▶ DOCUMENT SEGMENT
◇ ◇ ◇ ◇
There was a two-week flying and training deployment designed to increase interoperability with the U.S. Air Force and the Hellenic air force Feb. 2 to 14. The mission provided the U.S. and Hellenic air forces a unique opportunity to learn how each service performs airlift operations, improving the joint capabilities of both nations.

Germany

More than 120 military members from nine nations took part in the Kaiserslautern Military Community First Sergeant Council’s Annual First Sergeant Symposium Feb. 18 through 21 at Ramstein Air Base. The symposium featured 10 international attendees, including representatives from Belgium, Estonia, France and three from Germany.

Afghanistan

Six Airmen forward-deployed from Kandahar Airfield to complete a four-day mission designed to enhance the 62nd Expeditionary Reconnaissance Squadron’s Detachment 1 combat capabilities in Jalalabad.

SecAF priorities based on dwindling budgets, resources, people

After her second month in office, Secretary of the Air Force Deborah Lee James laid out her top three priorities as part of a “state of the Air Force” address Feb. 21 during the final day of the 30th annual Air Force Association Warfare Symposium and Technology Exposition.
◇ ◇ ◇ ◇
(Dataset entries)
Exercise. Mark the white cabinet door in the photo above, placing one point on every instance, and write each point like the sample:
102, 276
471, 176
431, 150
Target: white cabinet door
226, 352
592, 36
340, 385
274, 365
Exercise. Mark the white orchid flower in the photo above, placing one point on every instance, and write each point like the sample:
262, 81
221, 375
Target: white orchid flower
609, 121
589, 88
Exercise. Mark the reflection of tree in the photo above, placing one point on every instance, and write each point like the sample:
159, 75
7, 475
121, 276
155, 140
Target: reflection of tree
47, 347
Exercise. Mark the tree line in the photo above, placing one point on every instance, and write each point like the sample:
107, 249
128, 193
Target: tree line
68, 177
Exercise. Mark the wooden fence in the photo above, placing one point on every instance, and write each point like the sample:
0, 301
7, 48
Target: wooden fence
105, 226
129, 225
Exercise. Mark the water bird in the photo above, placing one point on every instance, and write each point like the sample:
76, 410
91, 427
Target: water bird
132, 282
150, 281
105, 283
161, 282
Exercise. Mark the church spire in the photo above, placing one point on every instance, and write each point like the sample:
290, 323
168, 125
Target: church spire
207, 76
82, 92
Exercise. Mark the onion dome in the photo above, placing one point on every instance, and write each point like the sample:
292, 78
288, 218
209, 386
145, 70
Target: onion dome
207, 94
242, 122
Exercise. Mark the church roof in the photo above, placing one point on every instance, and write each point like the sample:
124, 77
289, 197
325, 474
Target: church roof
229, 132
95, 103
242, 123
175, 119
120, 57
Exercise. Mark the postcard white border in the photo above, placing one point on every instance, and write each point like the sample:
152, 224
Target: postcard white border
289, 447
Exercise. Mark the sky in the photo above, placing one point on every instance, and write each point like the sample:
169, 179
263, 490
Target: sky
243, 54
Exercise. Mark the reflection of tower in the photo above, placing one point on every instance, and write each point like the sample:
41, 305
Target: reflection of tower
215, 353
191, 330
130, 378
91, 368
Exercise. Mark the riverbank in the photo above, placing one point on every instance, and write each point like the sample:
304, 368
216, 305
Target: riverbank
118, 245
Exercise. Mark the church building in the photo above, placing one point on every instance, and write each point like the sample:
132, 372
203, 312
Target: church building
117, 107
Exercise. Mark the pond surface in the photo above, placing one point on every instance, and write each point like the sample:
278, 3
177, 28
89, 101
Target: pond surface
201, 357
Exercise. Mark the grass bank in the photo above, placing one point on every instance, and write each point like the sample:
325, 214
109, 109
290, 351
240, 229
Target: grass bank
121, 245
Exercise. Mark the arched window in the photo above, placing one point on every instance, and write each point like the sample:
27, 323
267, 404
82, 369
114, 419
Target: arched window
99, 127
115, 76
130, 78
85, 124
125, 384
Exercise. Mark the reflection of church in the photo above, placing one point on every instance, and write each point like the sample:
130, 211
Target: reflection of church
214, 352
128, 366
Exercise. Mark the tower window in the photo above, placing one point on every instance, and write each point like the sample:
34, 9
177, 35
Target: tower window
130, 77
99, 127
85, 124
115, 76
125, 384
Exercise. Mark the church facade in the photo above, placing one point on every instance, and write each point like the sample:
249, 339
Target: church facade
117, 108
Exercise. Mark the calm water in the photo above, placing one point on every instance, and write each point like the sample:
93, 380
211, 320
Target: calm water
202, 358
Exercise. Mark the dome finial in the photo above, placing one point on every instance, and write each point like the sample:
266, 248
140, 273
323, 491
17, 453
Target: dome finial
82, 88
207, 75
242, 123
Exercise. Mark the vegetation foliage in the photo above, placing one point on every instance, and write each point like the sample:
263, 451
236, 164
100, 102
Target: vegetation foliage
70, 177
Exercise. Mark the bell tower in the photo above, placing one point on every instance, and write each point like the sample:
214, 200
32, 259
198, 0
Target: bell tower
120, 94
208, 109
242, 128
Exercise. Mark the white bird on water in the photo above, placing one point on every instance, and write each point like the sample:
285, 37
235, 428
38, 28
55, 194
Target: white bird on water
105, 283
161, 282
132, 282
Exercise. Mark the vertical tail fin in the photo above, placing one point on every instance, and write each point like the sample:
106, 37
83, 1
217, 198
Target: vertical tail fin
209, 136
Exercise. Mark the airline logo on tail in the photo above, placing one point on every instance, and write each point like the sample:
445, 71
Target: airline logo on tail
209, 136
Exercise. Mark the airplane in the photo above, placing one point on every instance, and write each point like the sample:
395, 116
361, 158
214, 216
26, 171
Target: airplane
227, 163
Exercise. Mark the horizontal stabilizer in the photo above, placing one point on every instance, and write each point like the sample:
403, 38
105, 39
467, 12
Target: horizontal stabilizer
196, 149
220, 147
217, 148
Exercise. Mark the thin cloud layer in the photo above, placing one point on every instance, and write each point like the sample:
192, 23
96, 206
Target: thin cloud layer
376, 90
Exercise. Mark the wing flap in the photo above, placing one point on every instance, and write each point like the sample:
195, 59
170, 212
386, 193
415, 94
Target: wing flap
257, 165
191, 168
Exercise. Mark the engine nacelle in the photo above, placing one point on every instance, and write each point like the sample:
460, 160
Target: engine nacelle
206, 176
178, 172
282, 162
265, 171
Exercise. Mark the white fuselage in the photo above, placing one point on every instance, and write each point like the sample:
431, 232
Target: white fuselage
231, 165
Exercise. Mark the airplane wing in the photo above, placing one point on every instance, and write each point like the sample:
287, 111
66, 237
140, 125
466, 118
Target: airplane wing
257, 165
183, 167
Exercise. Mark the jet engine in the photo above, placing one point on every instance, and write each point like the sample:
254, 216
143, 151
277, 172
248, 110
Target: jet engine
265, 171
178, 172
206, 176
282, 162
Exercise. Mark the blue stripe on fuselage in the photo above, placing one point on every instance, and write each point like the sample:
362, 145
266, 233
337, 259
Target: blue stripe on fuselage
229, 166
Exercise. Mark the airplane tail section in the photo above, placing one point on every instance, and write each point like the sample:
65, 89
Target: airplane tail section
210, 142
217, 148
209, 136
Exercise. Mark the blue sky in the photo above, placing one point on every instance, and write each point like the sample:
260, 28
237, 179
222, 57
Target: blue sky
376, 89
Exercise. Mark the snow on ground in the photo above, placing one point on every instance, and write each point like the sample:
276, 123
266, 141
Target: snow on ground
◇ ◇ ◇ ◇
▶ PROBLEMS
[A] According to the Air Force news excerpt, how many nations had military members at the Annual First Sergeant Symposium at Ramstein Air Base?
[B] Reproduce the passage of the Air Force news excerpt that starts with "There was a" and goes on through "capabilities in Jalalabad.".

▶ RESULTS
[A] Nine nations.

[B]
There was a two-week flying and training deployment designed to increase interoperability with the U.S. Air Force and the Hellenic air force Feb. 2 to 14. The mission provided the U.S. and Hellenic air forces a unique opportunity to learn how each service performs airlift operations, improving the joint capabilities of both nations.

Germany

More than 120 military members from nine nations took part in the Kaiserslautern Military Community First Sergeant Council’s Annual First Sergeant Symposium Feb. 18 through 21 at Ramstein Air Base. The symposium featured 10 international attendees, including representatives from Belgium, Estonia, France and three from Germany.

Afghanistan

Six Airmen forward-deployed from Kandahar Airfield to complete a four-day mission designed to enhance the 62nd Expeditionary Reconnaissance Squadron’s Detachment 1 combat capabilities in Jalalabad.